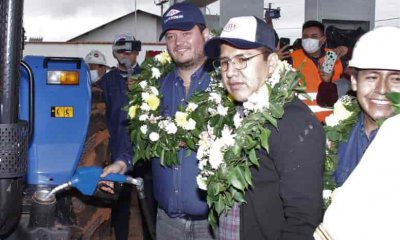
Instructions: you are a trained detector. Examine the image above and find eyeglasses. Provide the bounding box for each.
[213,51,270,72]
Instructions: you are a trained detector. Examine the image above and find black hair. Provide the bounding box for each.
[302,20,325,35]
[274,29,279,47]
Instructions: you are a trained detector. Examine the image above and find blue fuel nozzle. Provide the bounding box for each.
[70,166,127,195]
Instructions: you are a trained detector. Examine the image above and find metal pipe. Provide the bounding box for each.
[0,0,23,124]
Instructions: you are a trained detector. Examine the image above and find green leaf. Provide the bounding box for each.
[260,128,271,152]
[230,188,246,203]
[246,148,259,167]
[227,166,248,191]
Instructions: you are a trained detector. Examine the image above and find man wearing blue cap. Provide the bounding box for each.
[205,16,325,240]
[152,3,216,240]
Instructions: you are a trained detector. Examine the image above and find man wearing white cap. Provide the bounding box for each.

PROMPT
Reproduce all of the data above word for word, leaving out the pictures.

FINAL RESULT
Instructions: you are a trained detector. Examine the image above and find eyeglasses. Provide the bounding box for each.
[213,51,270,72]
Instructions: you are a trained detector. Examine the image above and find black hair. Provide the bounding box for each.
[302,20,325,35]
[274,29,279,47]
Instructions: you are a trained detector. Examine the image above and find blue fuel nozzle. Provide the bounding box for each.
[70,166,127,195]
Instructions: you are a trained detector. Examine the image above and find metal pipe. Provide the bounding box for each.
[0,0,23,124]
Instructions: you are a trained detector. Examine the image above and find green leaf. Provide the bounding box for each.
[260,128,271,152]
[230,188,246,203]
[246,148,259,167]
[227,166,248,191]
Instructions: you are a trained detector. Examine the image above and find man wearing blue cap. Provide the bounding box for each.
[205,16,325,240]
[152,3,216,240]
Instructions: you are a trained detector. Examine the image above and find man wearing white cap. Provide the bounding box for each.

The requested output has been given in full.